Text segment
[Start of section]
Best at: Validating inference on constrained hardware. Representing what a department’s existing PC can actually run.
Cerebro
Section titled “Cerebro”Ryzen 5 2600 Desktop — CloudCore Networks Simulation Host
| Chassis | Desktop tower |
| CPU | AMD Ryzen 5 2600 |
| GPU | RTX 2060 Super 8 GB |
| OS | Ubuntu 22.04 LTS |
| Role | CloudCore Networks simulation (standalone project) |
Cerebro means “brain” in Spanish. It runs the thinking behind CloudCore Networks.
Cerebro previously housed two RTX 2060 Super GPUs and served as the lab’s primary inference machine. That role has moved to Colmena. One 2060 Super (Michael’s testing card) migrated to Colmena for LocoBench duties. The other remains in Cerebro, dedicated to CloudCore Networks inference.
CloudCore Networks is a separate project from LocoLLM and LocoBench — a virtual business populated with AI chatbot employees, each with unique backstories, which students interview to extract requirements and understand business problems as part of assessed work. It runs independently and is not part of the benchmarking or fine-tuning infrastructure.
[End of section]
Required action A
Using the text on the Cerebro machine, explain why Cerebro now holds only one RTX 2060 Super.
Required action B
Carry on the Cerebro hardware text from its final sentence.

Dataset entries
[Start of section]
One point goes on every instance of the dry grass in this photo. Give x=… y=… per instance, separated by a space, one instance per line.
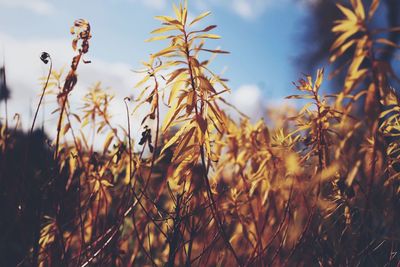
x=322 y=190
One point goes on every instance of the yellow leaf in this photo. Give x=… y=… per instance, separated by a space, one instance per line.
x=201 y=16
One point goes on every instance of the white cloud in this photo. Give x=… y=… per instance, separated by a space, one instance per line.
x=24 y=68
x=41 y=7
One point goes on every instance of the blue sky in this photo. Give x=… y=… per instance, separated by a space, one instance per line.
x=263 y=37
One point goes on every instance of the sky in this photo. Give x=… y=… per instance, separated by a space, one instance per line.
x=262 y=36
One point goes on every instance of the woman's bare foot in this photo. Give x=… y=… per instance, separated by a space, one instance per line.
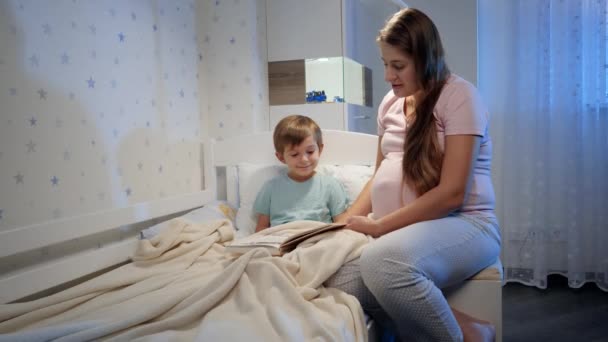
x=474 y=329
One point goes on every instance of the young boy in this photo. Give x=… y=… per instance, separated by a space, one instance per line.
x=300 y=193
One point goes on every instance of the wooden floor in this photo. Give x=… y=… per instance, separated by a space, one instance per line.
x=558 y=313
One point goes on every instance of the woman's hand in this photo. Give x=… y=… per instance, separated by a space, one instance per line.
x=365 y=225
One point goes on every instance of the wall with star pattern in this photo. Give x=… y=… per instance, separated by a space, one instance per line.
x=104 y=103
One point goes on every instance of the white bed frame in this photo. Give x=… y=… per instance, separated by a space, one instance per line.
x=480 y=298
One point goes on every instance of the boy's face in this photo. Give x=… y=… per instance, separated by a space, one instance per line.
x=302 y=159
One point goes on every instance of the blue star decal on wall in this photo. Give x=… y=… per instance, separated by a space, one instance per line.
x=18 y=178
x=42 y=94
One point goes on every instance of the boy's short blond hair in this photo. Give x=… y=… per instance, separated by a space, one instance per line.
x=293 y=129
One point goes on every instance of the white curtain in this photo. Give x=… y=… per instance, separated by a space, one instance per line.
x=543 y=74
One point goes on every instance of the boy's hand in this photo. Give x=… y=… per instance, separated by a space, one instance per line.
x=365 y=225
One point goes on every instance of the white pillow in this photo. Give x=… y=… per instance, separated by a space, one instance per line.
x=214 y=210
x=253 y=176
x=352 y=177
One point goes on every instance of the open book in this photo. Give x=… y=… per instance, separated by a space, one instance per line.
x=282 y=238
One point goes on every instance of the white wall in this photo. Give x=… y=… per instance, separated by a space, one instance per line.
x=105 y=103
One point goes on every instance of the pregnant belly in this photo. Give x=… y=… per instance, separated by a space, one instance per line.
x=388 y=193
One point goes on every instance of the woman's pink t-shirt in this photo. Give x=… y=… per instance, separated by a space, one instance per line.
x=459 y=110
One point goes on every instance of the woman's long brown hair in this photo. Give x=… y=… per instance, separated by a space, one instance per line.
x=412 y=32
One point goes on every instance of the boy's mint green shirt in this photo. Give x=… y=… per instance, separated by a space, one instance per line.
x=284 y=200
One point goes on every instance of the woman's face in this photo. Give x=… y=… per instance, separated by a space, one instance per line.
x=399 y=70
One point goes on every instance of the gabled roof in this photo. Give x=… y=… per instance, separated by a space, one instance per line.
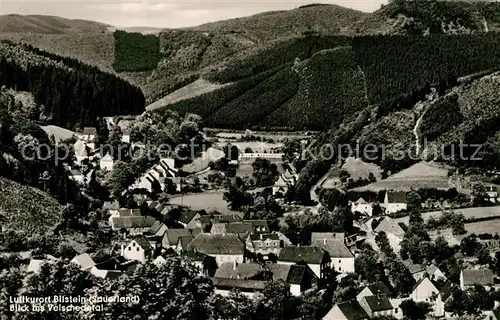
x=484 y=277
x=228 y=284
x=379 y=288
x=396 y=196
x=171 y=236
x=327 y=235
x=217 y=244
x=89 y=131
x=84 y=261
x=352 y=310
x=264 y=237
x=389 y=225
x=336 y=248
x=187 y=216
x=184 y=241
x=143 y=243
x=378 y=303
x=307 y=254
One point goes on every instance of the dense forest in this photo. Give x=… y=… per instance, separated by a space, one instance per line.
x=136 y=52
x=70 y=94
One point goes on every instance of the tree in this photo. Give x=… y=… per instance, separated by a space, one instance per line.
x=415 y=311
x=264 y=172
x=177 y=281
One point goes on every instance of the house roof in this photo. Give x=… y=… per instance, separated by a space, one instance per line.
x=144 y=243
x=327 y=235
x=217 y=244
x=307 y=254
x=133 y=222
x=352 y=310
x=89 y=130
x=171 y=236
x=238 y=284
x=184 y=241
x=187 y=216
x=378 y=303
x=336 y=248
x=482 y=277
x=389 y=225
x=396 y=196
x=379 y=288
x=239 y=227
x=264 y=237
x=84 y=261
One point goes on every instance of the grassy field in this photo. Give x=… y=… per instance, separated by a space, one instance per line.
x=26 y=208
x=203 y=201
x=468 y=213
x=420 y=175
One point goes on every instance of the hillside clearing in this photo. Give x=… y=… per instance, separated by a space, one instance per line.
x=26 y=208
x=197 y=88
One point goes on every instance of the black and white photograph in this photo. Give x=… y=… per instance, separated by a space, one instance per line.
x=249 y=159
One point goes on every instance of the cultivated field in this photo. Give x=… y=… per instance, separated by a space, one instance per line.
x=192 y=90
x=203 y=201
x=420 y=175
x=469 y=213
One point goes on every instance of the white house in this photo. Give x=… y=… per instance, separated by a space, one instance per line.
x=138 y=249
x=394 y=201
x=342 y=259
x=471 y=277
x=373 y=290
x=107 y=162
x=316 y=258
x=393 y=230
x=349 y=310
x=362 y=207
x=84 y=261
x=224 y=248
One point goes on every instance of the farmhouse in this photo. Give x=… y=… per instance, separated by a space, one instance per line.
x=224 y=248
x=316 y=258
x=394 y=201
x=350 y=310
x=362 y=207
x=342 y=260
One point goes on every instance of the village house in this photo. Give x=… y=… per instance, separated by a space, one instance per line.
x=188 y=219
x=349 y=310
x=88 y=134
x=393 y=230
x=378 y=306
x=171 y=236
x=107 y=162
x=300 y=278
x=264 y=244
x=114 y=268
x=374 y=289
x=316 y=258
x=139 y=249
x=342 y=259
x=224 y=248
x=246 y=287
x=83 y=261
x=207 y=265
x=362 y=207
x=426 y=290
x=394 y=201
x=133 y=225
x=470 y=277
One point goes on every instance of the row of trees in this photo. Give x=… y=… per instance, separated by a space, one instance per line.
x=69 y=93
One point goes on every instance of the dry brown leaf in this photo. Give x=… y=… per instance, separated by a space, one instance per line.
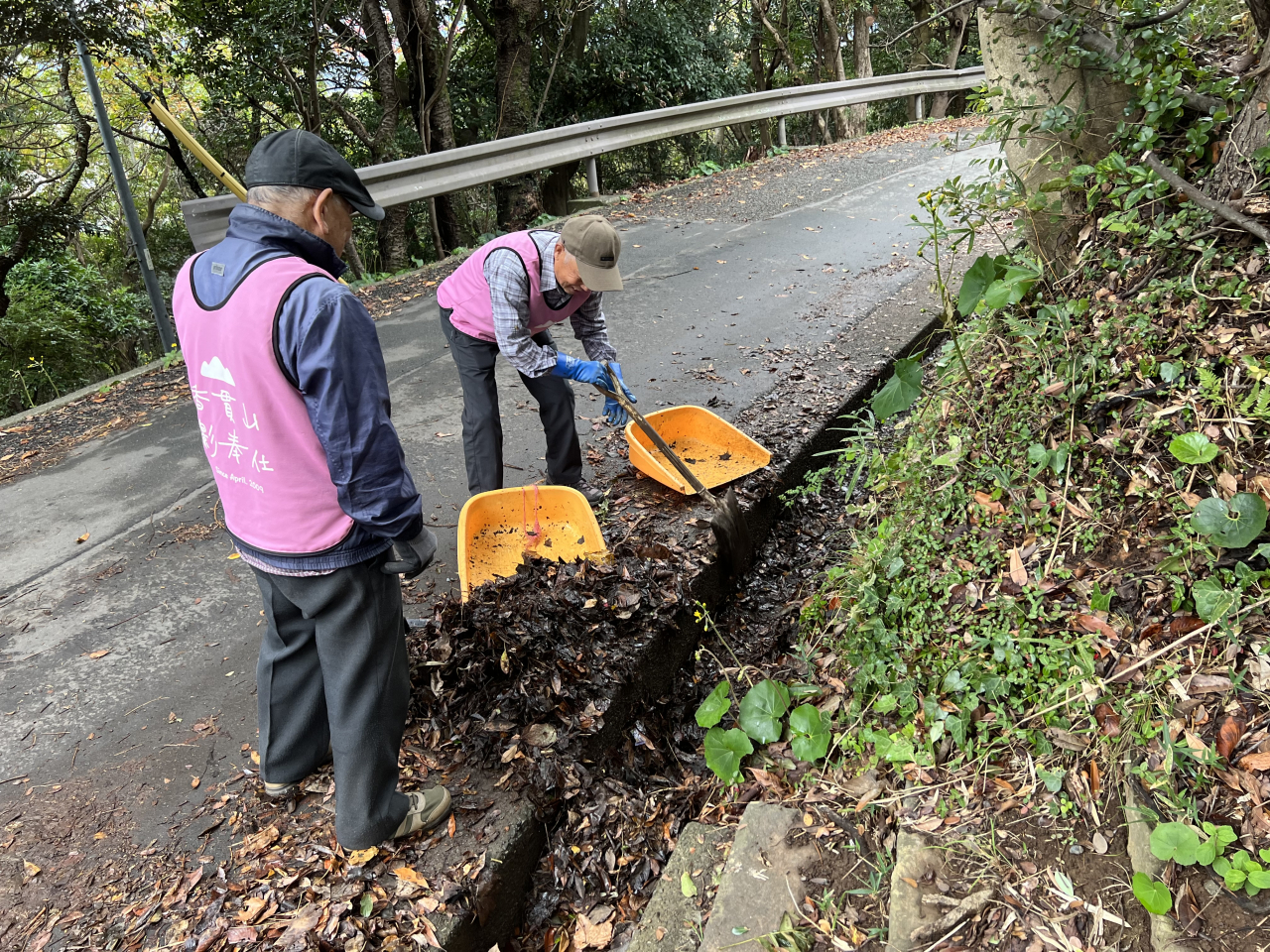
x=1256 y=762
x=1184 y=625
x=540 y=735
x=411 y=876
x=252 y=909
x=587 y=934
x=1109 y=721
x=1078 y=509
x=1017 y=572
x=988 y=503
x=1067 y=740
x=255 y=842
x=1095 y=626
x=1207 y=684
x=300 y=927
x=1229 y=733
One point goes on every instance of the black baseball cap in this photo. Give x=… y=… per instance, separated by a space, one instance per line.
x=299 y=158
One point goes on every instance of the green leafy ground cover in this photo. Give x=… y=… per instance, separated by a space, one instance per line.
x=1058 y=566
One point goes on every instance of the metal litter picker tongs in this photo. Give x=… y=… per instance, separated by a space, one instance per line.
x=731 y=534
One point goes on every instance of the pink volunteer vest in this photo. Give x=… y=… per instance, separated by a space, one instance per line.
x=466 y=291
x=270 y=467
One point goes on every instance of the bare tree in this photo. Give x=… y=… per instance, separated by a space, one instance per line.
x=860 y=23
x=833 y=51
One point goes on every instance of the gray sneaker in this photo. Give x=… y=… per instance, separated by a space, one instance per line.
x=429 y=807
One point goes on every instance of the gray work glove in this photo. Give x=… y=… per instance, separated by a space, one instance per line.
x=412 y=556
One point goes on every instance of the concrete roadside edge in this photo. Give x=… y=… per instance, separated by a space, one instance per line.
x=661 y=661
x=1165 y=936
x=80 y=394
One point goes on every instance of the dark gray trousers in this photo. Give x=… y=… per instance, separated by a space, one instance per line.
x=333 y=670
x=483 y=428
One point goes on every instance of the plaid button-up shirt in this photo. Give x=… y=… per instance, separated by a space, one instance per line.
x=509 y=295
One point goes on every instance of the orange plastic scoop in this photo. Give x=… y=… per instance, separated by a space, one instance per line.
x=712 y=448
x=497 y=529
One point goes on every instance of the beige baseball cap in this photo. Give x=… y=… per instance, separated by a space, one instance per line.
x=597 y=246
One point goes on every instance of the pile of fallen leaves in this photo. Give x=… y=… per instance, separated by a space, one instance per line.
x=524 y=671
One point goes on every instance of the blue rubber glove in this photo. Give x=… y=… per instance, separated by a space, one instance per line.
x=581 y=371
x=617 y=416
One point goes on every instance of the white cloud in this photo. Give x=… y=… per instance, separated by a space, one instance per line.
x=214 y=370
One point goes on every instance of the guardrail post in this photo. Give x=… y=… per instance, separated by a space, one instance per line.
x=592 y=178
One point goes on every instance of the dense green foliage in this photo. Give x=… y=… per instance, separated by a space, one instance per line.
x=64 y=327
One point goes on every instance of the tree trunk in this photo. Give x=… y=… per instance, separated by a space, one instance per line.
x=423 y=50
x=558 y=188
x=920 y=60
x=1260 y=10
x=959 y=23
x=860 y=18
x=580 y=28
x=1236 y=175
x=821 y=64
x=758 y=76
x=833 y=51
x=394 y=252
x=516 y=198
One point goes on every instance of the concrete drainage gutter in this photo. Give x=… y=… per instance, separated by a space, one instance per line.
x=892 y=330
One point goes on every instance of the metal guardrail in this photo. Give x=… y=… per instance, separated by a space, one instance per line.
x=443 y=173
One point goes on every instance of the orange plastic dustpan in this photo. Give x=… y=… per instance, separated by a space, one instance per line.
x=712 y=448
x=497 y=529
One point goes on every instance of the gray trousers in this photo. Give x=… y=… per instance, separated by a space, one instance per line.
x=483 y=428
x=334 y=670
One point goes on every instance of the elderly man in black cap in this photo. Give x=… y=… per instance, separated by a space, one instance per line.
x=503 y=299
x=293 y=399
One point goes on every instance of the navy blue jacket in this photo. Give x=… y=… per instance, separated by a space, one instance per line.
x=327 y=344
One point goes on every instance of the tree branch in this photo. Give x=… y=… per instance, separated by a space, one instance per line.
x=945 y=12
x=780 y=42
x=1095 y=42
x=1203 y=200
x=1160 y=17
x=483 y=19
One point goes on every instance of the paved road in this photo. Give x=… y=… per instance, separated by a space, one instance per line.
x=155 y=588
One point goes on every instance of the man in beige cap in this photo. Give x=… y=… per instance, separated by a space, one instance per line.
x=502 y=299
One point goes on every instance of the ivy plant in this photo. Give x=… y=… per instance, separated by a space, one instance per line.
x=1184 y=846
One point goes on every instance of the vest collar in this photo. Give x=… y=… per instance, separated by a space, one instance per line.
x=547 y=266
x=250 y=222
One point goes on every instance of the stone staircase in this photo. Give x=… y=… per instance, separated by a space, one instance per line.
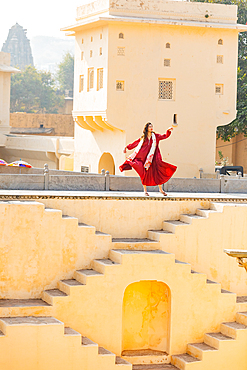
[End of section]
Answer space A
Cerebro once had two RTX 2060 Super cards, but one of them, Michael's testing card, moved to Colmena for LocoBench duties. The other card stayed in Cerebro for CloudCore Networks inference.

Answer space B
Best at: Running CloudCore Networks. Staying out of the way.
Fleet at a Glance
Section titled “Fleet at a Glance”| Machine | Project | GPU | VRAM | Memory BW | Tensor Cores | Primary Role |
|---|---|---|---|---|---|---|
| Poco (MacBook M1) | LocoLLM | Apple M1 GPU | 16 GB unified | 68 GB/s | No | Remote terminal, Apple Silicon testing |
| Colmena (WEIHO 8-GPU) | LocoLLM / LocoBench | 1050 Ti + 2060S + 3060 | 4/8/12 GB | 112-448 GB/s | Yes (2060S, 3060) | Benchmarking, multi-GPU research |
| Burro (IBM x3500 M4 + P100) | LocoLLM | Tesla P100 | 16 GB HBM2 | 732 GB/s | No | Overnight training, high-fidelity LoRA |
| Peque (Dell Optiplex + 1650) | LocoLLM | GTX 1650 OC | 4 GB GDDR6 | 192 GB/s | Yes (Turing) | Reference node, minimum viable inference |
| Cerebro (Ryzen 5 2600) | CloudCore | RTX 2060 Super | 8 GB | 448 GB/s | Yes (Turing) | CloudCore Networks simulation |
Hardware Notes
Section titled “Hardware Notes”The specific hardware here isn’t prescriptive. The P100 doesn’t require an IBM server — it needs a PCIe x16 slot, adequate power, and airflow over a passively cooled card. Colmena doesn’t require this exact GPU lineup — any PCIe cards work. The Optiplex doesn’t require a 1650 — any low-profile CUDA card with 4 GB fits the role.
What matters for replication is capability tier, not specific parts. Match the VRAM range and CUDA support, source whatever is available locally at the time.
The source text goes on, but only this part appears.